> _Exercise_: Can you repeat every one of the rows below word for word, with nothing changed, added, or left out?

·····

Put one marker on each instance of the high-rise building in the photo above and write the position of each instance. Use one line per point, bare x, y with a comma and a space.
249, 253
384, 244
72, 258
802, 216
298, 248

·····

> _Result for this task_:
Put one marker on each instance of the high-rise building in the photo above and write the position of each instance. Use one line per point, bare x, y with a comma and a space.
249, 253
384, 244
72, 258
802, 216
298, 248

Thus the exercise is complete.